**Exercise directions**. Write out precisely the lines beginning with the line that contains "For the evaluation set, tag each instance of the central" and ending with the last line of the entries, and no other lines.

**Raw data**.

:::::

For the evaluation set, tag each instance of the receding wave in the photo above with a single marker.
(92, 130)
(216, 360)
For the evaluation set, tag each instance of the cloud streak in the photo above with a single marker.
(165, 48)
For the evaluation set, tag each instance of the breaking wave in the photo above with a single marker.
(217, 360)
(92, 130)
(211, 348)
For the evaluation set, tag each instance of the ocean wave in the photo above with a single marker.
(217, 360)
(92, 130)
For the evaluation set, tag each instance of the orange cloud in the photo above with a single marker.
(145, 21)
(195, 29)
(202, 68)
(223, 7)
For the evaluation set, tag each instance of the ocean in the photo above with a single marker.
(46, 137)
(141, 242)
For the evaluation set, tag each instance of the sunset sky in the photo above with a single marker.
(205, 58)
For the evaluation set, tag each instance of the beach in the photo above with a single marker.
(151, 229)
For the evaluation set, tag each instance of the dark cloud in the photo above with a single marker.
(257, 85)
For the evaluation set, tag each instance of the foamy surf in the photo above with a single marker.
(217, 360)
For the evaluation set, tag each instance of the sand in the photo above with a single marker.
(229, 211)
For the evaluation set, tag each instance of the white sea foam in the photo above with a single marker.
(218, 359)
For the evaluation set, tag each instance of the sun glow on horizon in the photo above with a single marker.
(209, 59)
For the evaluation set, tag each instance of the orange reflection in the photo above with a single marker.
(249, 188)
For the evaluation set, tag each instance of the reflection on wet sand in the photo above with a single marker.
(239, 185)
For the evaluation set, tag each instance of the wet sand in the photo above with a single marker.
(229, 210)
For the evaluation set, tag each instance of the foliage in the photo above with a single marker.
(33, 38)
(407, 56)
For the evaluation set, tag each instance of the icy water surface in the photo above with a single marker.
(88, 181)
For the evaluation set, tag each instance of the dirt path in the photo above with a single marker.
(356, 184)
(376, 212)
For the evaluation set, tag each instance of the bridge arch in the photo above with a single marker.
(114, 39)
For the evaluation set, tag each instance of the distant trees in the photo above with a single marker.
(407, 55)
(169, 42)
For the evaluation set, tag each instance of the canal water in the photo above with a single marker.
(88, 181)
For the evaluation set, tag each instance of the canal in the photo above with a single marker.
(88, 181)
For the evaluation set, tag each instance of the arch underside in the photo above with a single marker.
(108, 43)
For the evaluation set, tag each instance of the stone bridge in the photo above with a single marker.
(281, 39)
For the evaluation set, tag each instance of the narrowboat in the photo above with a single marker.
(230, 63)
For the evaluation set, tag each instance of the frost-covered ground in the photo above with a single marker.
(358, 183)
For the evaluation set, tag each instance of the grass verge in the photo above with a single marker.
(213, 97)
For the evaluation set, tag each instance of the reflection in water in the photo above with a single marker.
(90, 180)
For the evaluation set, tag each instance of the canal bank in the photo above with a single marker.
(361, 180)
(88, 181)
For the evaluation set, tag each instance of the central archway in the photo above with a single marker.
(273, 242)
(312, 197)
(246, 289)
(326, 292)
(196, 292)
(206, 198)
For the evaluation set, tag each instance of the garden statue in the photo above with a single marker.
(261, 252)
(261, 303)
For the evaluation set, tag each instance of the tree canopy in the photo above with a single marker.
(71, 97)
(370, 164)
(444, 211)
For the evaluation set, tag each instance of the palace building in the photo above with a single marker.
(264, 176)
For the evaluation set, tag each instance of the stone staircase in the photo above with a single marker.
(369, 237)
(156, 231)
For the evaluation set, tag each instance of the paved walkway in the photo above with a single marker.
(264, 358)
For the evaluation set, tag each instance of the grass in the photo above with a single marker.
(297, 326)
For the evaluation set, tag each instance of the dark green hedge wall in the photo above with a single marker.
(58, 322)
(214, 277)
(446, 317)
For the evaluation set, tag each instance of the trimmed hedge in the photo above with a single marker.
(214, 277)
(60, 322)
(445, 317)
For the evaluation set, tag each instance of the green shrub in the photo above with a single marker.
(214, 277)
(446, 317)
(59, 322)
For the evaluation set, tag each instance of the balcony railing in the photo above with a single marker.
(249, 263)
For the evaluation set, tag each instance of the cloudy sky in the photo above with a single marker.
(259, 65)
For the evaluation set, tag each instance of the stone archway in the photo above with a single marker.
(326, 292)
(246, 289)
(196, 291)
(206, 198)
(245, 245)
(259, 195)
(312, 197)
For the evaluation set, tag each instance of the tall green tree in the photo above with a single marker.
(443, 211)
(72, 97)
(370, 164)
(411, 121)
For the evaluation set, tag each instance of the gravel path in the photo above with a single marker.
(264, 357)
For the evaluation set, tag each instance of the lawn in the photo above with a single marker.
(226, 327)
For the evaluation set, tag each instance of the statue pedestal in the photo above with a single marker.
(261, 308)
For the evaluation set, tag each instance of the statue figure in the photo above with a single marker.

:::::

**Output for this exercise**.
For the evaluation set, tag each instance of the central archway in the photo above with a single marker.
(273, 242)
(312, 197)
(246, 289)
(326, 292)
(196, 292)
(206, 198)
For the evaluation set, tag each instance of the garden statue in the photo above with a single marker.
(261, 252)
(261, 303)
For the evaluation set, tag each instance of the tree canopy in the photo above with a single marker.
(71, 97)
(370, 164)
(444, 211)
For the evaluation set, tag each instance of the palace building in the photo above with a single marker.
(264, 176)
For the evaluation set, tag each instance of the stone staircase in the photo above with a single marker.
(369, 237)
(156, 231)
For the evaluation set, tag each instance of the paved walkway in the photo above with a single marker.
(264, 358)
For the evaluation set, tag each instance of the grass in the photo above with a single marker.
(297, 326)
For the evaluation set, tag each instance of the dark green hedge wall in the photo above with a single marker.
(58, 322)
(214, 277)
(446, 317)
For the evaluation set, tag each instance of the trimmed hedge in the photo above with a single marker.
(214, 277)
(60, 322)
(445, 317)
For the evaluation set, tag each instance of the green shrub in the photo above with a single marker.
(214, 277)
(446, 317)
(59, 322)
For the evaluation set, tag each instance of the balcony railing in the photo above with a single marker.
(249, 263)
For the evaluation set, tag each instance of the cloudy sky in the photo above with a single marker.
(259, 65)
For the evaluation set, tag each instance of the stone archway in the photo above with a single marker.
(326, 292)
(246, 289)
(196, 291)
(206, 198)
(245, 245)
(259, 195)
(312, 197)
For the evaluation set, tag each instance of the tall green tree in the photo above with a single marker.
(443, 211)
(72, 97)
(370, 164)
(411, 121)
For the evaluation set, tag each instance of the gravel path in the photo above with a single marker.
(264, 357)
For the evaluation set, tag each instance of the lawn in the photo above with a single marker.
(226, 327)
For the evaluation set, tag each instance of the statue pedestal in the photo above with a single marker.
(261, 308)
For the evaluation set, tag each instance of the statue figure in the photo above with a single marker.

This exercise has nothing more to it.